● **EXTRAIT DU TEXTE**
************

Les nouvelles technologies pour l’enseignement des mathématiques
Intégration des TICE dans l’enseignement des mathématiques

MathémaTICE, première revue en ligne destinée à promouvoir les TICE à travers l’enseignement des mathématiques.

Naissance et développement d’un projet collaboratif : un manuel TICE libre pour l’école primaire
Article mis en ligne le 27 septembre 2008
dernière modification le 18 juin 2008

par Pierre-Yves Icard

Depuis plusieurs mois, l’association Sésamath caresse le projet de proposer des outils pour l’enseignement des mathématiques en Primaire. La demande d’extension du logiciel Mathenpoche en cycle 3 se fait pressante lors des rencontres sur la liaison CM2-6ème, et de plus en plus de professeurs des écoles manifestent le désir d’intégrer les TICE dans leur pédagogie.

Pour répondre à cette demande, l’association mène différents projets, comme l’élaboration d’un livret TICE en primaire ou la mise en place du concours Calculatice de calcul mental pour les élèves de CM2 et de Sixième. Mais les récentes annonces du Ministère de l’Education nous incitent à faire évoluer notre offre de ressources pour le premier degré, sous forme d’un projet éditorial complet pour le cycle 3, dans la continuité des manuels Sésamath produits pour le Collège et basé sur les mêmes principes : ces ouvrages intègrent les TICE, sont libres de droits, gratuits au téléchargement et de conception collaborative.

************

[Une suite de lignes]
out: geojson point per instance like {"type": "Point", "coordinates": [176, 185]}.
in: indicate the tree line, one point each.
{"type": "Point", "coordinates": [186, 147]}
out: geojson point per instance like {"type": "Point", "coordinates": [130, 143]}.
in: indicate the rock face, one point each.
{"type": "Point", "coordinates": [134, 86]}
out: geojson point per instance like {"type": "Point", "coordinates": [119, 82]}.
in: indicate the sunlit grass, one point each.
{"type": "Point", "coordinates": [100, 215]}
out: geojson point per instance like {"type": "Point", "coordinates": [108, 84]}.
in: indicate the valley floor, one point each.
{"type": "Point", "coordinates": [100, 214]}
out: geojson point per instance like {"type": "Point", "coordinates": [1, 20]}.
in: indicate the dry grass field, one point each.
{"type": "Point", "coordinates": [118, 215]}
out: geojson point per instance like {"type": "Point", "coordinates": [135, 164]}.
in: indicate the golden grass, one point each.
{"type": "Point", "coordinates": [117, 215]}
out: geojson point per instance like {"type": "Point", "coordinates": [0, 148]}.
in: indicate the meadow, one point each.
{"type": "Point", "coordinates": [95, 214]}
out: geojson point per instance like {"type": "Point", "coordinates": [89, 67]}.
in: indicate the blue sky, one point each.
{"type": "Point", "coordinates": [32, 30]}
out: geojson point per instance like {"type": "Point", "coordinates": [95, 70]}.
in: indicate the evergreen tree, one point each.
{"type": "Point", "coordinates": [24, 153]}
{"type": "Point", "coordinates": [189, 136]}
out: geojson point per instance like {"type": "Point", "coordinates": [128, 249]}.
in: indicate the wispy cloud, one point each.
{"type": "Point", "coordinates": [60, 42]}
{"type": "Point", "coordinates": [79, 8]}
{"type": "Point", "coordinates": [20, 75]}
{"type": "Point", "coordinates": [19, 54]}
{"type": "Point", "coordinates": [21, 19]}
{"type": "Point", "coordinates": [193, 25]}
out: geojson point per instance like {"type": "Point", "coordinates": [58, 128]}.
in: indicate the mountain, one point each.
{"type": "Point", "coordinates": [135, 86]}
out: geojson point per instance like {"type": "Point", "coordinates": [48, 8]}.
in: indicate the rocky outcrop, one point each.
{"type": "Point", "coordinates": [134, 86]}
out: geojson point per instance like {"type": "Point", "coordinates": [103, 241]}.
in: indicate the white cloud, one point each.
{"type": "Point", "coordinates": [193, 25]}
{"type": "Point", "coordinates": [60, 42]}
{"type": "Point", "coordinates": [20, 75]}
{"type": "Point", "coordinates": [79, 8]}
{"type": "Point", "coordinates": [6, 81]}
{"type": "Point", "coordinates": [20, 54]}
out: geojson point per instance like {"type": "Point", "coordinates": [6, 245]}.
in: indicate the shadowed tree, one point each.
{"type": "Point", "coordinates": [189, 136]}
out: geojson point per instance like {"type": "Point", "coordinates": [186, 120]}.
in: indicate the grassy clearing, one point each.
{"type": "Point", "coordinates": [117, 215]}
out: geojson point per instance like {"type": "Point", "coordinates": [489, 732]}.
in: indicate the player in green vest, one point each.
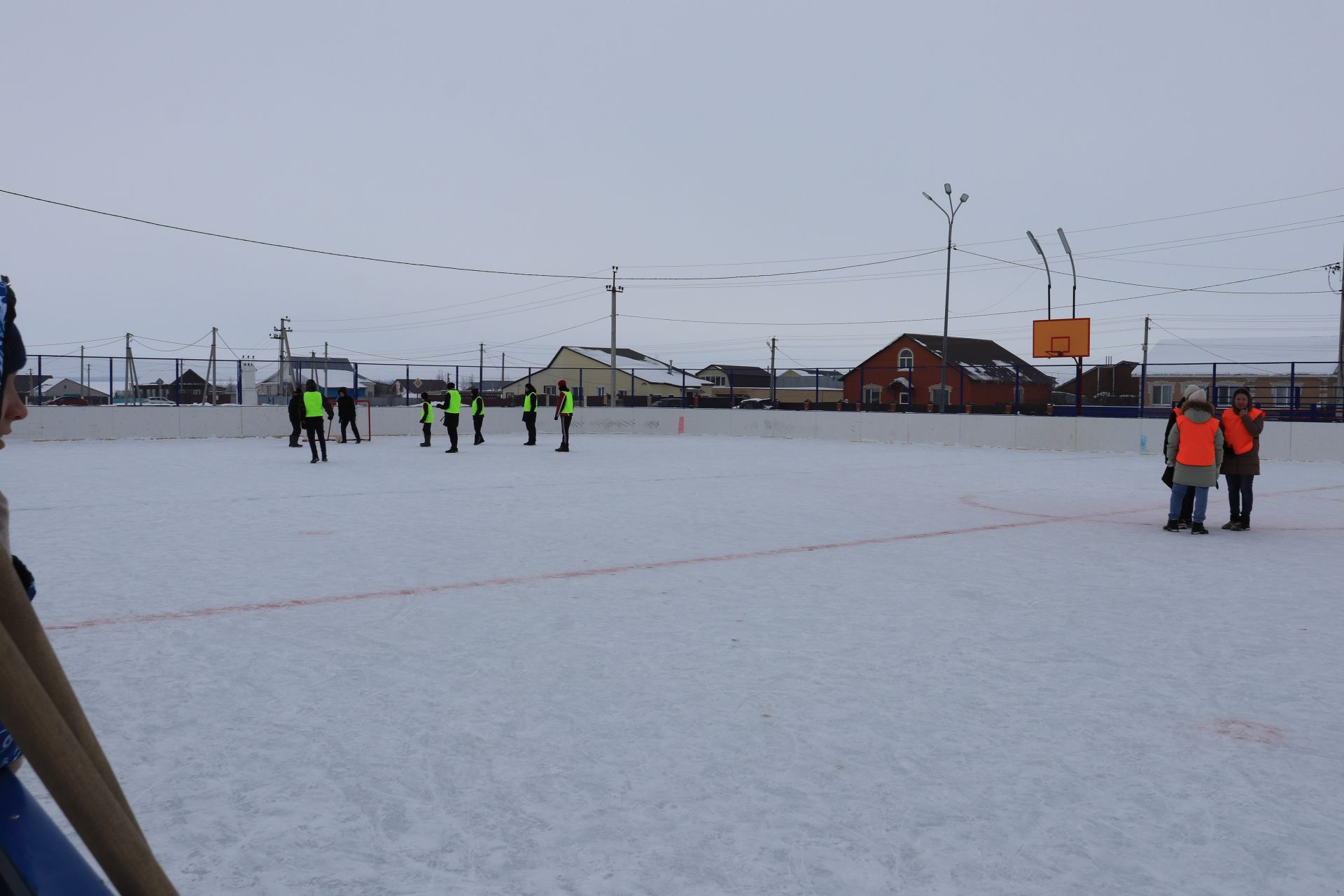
{"type": "Point", "coordinates": [565, 414]}
{"type": "Point", "coordinates": [530, 413]}
{"type": "Point", "coordinates": [315, 406]}
{"type": "Point", "coordinates": [477, 415]}
{"type": "Point", "coordinates": [426, 418]}
{"type": "Point", "coordinates": [452, 406]}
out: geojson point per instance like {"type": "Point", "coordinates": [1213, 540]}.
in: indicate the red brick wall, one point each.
{"type": "Point", "coordinates": [882, 368]}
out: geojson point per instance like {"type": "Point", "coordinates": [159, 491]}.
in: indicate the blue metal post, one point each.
{"type": "Point", "coordinates": [1292, 391]}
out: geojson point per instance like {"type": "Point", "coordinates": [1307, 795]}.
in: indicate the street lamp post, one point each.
{"type": "Point", "coordinates": [1078, 375]}
{"type": "Point", "coordinates": [951, 214]}
{"type": "Point", "coordinates": [1042, 253]}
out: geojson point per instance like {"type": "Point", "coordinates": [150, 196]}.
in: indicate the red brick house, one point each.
{"type": "Point", "coordinates": [980, 372]}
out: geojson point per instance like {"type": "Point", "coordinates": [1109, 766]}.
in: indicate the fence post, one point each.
{"type": "Point", "coordinates": [1142, 390]}
{"type": "Point", "coordinates": [1292, 391]}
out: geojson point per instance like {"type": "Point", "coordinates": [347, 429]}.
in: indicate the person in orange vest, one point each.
{"type": "Point", "coordinates": [1187, 508]}
{"type": "Point", "coordinates": [1242, 425]}
{"type": "Point", "coordinates": [1194, 451]}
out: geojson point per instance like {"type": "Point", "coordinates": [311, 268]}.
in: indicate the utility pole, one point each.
{"type": "Point", "coordinates": [773, 340]}
{"type": "Point", "coordinates": [213, 367]}
{"type": "Point", "coordinates": [613, 289]}
{"type": "Point", "coordinates": [132, 381]}
{"type": "Point", "coordinates": [283, 335]}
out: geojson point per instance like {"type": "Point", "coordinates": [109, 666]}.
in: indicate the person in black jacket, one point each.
{"type": "Point", "coordinates": [296, 416]}
{"type": "Point", "coordinates": [1187, 507]}
{"type": "Point", "coordinates": [346, 410]}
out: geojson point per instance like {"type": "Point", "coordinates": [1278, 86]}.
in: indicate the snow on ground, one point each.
{"type": "Point", "coordinates": [696, 665]}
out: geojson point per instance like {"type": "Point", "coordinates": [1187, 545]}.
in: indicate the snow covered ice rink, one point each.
{"type": "Point", "coordinates": [696, 665]}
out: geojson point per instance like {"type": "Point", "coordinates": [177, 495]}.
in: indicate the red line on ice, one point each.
{"type": "Point", "coordinates": [530, 580]}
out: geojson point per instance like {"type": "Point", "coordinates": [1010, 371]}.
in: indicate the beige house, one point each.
{"type": "Point", "coordinates": [588, 371]}
{"type": "Point", "coordinates": [1284, 374]}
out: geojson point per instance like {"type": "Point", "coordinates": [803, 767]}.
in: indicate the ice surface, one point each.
{"type": "Point", "coordinates": [995, 673]}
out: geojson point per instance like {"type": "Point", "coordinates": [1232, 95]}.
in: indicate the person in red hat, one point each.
{"type": "Point", "coordinates": [565, 414]}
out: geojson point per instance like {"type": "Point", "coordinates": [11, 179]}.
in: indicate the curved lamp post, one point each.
{"type": "Point", "coordinates": [951, 214]}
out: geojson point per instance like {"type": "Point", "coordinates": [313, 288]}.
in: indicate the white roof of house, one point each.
{"type": "Point", "coordinates": [650, 370]}
{"type": "Point", "coordinates": [1246, 356]}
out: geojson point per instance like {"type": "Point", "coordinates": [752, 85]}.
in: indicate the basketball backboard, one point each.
{"type": "Point", "coordinates": [1062, 337]}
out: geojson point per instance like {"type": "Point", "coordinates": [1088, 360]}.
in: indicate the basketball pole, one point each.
{"type": "Point", "coordinates": [1078, 379]}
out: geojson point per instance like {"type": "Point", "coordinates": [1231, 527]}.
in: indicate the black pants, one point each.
{"type": "Point", "coordinates": [1240, 495]}
{"type": "Point", "coordinates": [316, 433]}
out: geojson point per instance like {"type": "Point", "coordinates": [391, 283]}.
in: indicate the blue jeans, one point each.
{"type": "Point", "coordinates": [1179, 495]}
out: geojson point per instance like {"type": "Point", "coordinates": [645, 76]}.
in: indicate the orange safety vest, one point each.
{"type": "Point", "coordinates": [1236, 431]}
{"type": "Point", "coordinates": [1196, 441]}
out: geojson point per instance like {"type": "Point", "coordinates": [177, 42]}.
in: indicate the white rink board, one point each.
{"type": "Point", "coordinates": [1282, 441]}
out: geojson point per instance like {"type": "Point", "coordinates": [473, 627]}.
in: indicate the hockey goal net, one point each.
{"type": "Point", "coordinates": [363, 421]}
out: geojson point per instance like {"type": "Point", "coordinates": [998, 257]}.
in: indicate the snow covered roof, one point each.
{"type": "Point", "coordinates": [650, 370]}
{"type": "Point", "coordinates": [1313, 355]}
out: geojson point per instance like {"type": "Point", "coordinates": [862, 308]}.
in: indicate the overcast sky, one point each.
{"type": "Point", "coordinates": [673, 140]}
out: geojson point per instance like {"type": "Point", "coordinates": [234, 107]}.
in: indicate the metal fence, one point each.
{"type": "Point", "coordinates": [1284, 390]}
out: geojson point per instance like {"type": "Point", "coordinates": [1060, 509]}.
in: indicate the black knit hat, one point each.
{"type": "Point", "coordinates": [15, 356]}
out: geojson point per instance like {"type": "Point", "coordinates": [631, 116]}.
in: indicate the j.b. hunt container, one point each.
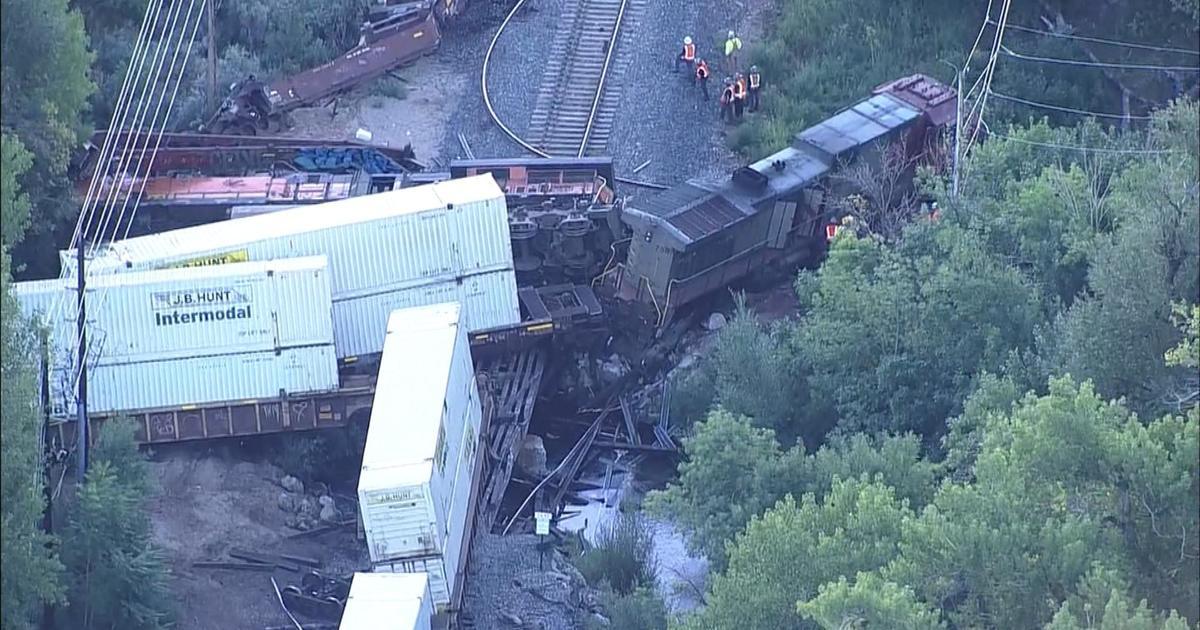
{"type": "Point", "coordinates": [190, 336]}
{"type": "Point", "coordinates": [394, 249]}
{"type": "Point", "coordinates": [180, 382]}
{"type": "Point", "coordinates": [419, 465]}
{"type": "Point", "coordinates": [189, 313]}
{"type": "Point", "coordinates": [393, 601]}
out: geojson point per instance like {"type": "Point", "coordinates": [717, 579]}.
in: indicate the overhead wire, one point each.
{"type": "Point", "coordinates": [1101, 40]}
{"type": "Point", "coordinates": [1097, 64]}
{"type": "Point", "coordinates": [1067, 109]}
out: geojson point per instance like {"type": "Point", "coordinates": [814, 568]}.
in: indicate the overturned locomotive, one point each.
{"type": "Point", "coordinates": [699, 237]}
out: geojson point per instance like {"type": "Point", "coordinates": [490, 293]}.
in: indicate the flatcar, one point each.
{"type": "Point", "coordinates": [699, 237]}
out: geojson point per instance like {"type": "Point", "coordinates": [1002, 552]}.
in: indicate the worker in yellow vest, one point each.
{"type": "Point", "coordinates": [688, 55]}
{"type": "Point", "coordinates": [755, 84]}
{"type": "Point", "coordinates": [732, 46]}
{"type": "Point", "coordinates": [702, 77]}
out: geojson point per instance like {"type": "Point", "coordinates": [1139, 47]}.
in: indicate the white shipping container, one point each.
{"type": "Point", "coordinates": [186, 313]}
{"type": "Point", "coordinates": [425, 426]}
{"type": "Point", "coordinates": [375, 243]}
{"type": "Point", "coordinates": [487, 300]}
{"type": "Point", "coordinates": [199, 381]}
{"type": "Point", "coordinates": [429, 565]}
{"type": "Point", "coordinates": [388, 601]}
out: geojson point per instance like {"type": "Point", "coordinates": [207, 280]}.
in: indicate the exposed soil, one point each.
{"type": "Point", "coordinates": [433, 88]}
{"type": "Point", "coordinates": [209, 504]}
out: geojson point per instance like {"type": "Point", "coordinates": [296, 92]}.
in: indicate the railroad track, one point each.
{"type": "Point", "coordinates": [579, 94]}
{"type": "Point", "coordinates": [576, 101]}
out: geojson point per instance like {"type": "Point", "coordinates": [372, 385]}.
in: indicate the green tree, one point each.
{"type": "Point", "coordinates": [31, 570]}
{"type": "Point", "coordinates": [784, 556]}
{"type": "Point", "coordinates": [43, 97]}
{"type": "Point", "coordinates": [895, 335]}
{"type": "Point", "coordinates": [869, 603]}
{"type": "Point", "coordinates": [118, 576]}
{"type": "Point", "coordinates": [733, 472]}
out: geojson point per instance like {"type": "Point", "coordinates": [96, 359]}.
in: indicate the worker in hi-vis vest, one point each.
{"type": "Point", "coordinates": [732, 45]}
{"type": "Point", "coordinates": [688, 55]}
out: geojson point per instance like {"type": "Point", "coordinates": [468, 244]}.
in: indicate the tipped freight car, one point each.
{"type": "Point", "coordinates": [700, 237]}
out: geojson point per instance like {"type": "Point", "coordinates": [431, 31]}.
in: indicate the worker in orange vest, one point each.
{"type": "Point", "coordinates": [727, 100]}
{"type": "Point", "coordinates": [702, 77]}
{"type": "Point", "coordinates": [755, 85]}
{"type": "Point", "coordinates": [688, 55]}
{"type": "Point", "coordinates": [739, 94]}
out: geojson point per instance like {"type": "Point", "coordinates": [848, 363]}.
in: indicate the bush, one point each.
{"type": "Point", "coordinates": [640, 610]}
{"type": "Point", "coordinates": [622, 557]}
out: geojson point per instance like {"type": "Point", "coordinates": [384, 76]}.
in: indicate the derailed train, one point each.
{"type": "Point", "coordinates": [697, 238]}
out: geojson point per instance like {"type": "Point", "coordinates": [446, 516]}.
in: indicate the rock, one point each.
{"type": "Point", "coordinates": [715, 322]}
{"type": "Point", "coordinates": [612, 369]}
{"type": "Point", "coordinates": [532, 456]}
{"type": "Point", "coordinates": [292, 484]}
{"type": "Point", "coordinates": [309, 508]}
{"type": "Point", "coordinates": [288, 502]}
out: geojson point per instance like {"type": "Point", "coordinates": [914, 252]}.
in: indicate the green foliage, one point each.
{"type": "Point", "coordinates": [894, 335]}
{"type": "Point", "coordinates": [760, 376]}
{"type": "Point", "coordinates": [622, 557]}
{"type": "Point", "coordinates": [733, 471]}
{"type": "Point", "coordinates": [640, 610]}
{"type": "Point", "coordinates": [30, 569]}
{"type": "Point", "coordinates": [43, 96]}
{"type": "Point", "coordinates": [869, 603]}
{"type": "Point", "coordinates": [789, 552]}
{"type": "Point", "coordinates": [118, 579]}
{"type": "Point", "coordinates": [15, 161]}
{"type": "Point", "coordinates": [1102, 603]}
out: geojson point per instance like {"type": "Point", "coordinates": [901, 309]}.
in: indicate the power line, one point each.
{"type": "Point", "coordinates": [1067, 109]}
{"type": "Point", "coordinates": [1097, 64]}
{"type": "Point", "coordinates": [1099, 40]}
{"type": "Point", "coordinates": [1078, 148]}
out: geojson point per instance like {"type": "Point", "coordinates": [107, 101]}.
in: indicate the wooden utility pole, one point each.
{"type": "Point", "coordinates": [82, 402]}
{"type": "Point", "coordinates": [213, 55]}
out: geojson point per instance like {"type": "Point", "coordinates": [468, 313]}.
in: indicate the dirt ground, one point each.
{"type": "Point", "coordinates": [432, 93]}
{"type": "Point", "coordinates": [208, 504]}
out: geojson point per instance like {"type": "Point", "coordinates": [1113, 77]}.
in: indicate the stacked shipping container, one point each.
{"type": "Point", "coordinates": [187, 336]}
{"type": "Point", "coordinates": [447, 241]}
{"type": "Point", "coordinates": [419, 465]}
{"type": "Point", "coordinates": [396, 601]}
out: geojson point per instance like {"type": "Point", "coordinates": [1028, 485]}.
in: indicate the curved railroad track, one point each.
{"type": "Point", "coordinates": [575, 105]}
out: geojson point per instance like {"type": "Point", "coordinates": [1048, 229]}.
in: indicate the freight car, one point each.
{"type": "Point", "coordinates": [699, 237]}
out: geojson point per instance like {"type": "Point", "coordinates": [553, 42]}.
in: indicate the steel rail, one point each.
{"type": "Point", "coordinates": [505, 129]}
{"type": "Point", "coordinates": [604, 75]}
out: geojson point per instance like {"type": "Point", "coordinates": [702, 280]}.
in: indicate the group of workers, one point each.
{"type": "Point", "coordinates": [739, 91]}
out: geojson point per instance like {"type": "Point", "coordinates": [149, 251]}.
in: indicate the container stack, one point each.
{"type": "Point", "coordinates": [396, 601]}
{"type": "Point", "coordinates": [189, 336]}
{"type": "Point", "coordinates": [419, 466]}
{"type": "Point", "coordinates": [447, 241]}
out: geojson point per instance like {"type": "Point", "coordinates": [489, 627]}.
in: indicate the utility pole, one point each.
{"type": "Point", "coordinates": [82, 401]}
{"type": "Point", "coordinates": [47, 465]}
{"type": "Point", "coordinates": [213, 57]}
{"type": "Point", "coordinates": [958, 127]}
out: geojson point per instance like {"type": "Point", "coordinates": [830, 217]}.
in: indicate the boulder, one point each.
{"type": "Point", "coordinates": [532, 456]}
{"type": "Point", "coordinates": [715, 322]}
{"type": "Point", "coordinates": [289, 502]}
{"type": "Point", "coordinates": [292, 484]}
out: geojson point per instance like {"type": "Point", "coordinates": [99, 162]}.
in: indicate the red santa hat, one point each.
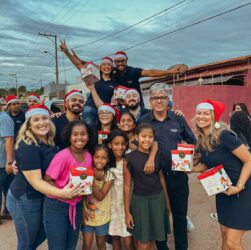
{"type": "Point", "coordinates": [11, 98]}
{"type": "Point", "coordinates": [37, 109]}
{"type": "Point", "coordinates": [132, 91]}
{"type": "Point", "coordinates": [33, 96]}
{"type": "Point", "coordinates": [107, 59]}
{"type": "Point", "coordinates": [217, 107]}
{"type": "Point", "coordinates": [110, 108]}
{"type": "Point", "coordinates": [121, 54]}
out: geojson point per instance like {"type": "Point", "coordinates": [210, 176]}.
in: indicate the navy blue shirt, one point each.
{"type": "Point", "coordinates": [222, 154]}
{"type": "Point", "coordinates": [31, 157]}
{"type": "Point", "coordinates": [104, 90]}
{"type": "Point", "coordinates": [168, 133]}
{"type": "Point", "coordinates": [130, 79]}
{"type": "Point", "coordinates": [18, 121]}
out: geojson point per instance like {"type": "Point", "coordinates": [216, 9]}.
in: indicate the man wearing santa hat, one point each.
{"type": "Point", "coordinates": [74, 103]}
{"type": "Point", "coordinates": [18, 116]}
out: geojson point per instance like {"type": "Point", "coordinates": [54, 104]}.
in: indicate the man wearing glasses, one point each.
{"type": "Point", "coordinates": [171, 129]}
{"type": "Point", "coordinates": [17, 115]}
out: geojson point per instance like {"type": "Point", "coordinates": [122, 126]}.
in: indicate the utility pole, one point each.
{"type": "Point", "coordinates": [56, 59]}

************

● **TÂCHE À RÉALISER**
Dans l'article sur le manuel TICE libre pour l'école primaire, à quels élèves s'adresse le concours Calculatice de calcul mental ? Ces lignes n'ont aucun lien avec l'article.

● **RÉPONSE ATTENDUE**
Aux élèves de CM2 et de Sixième.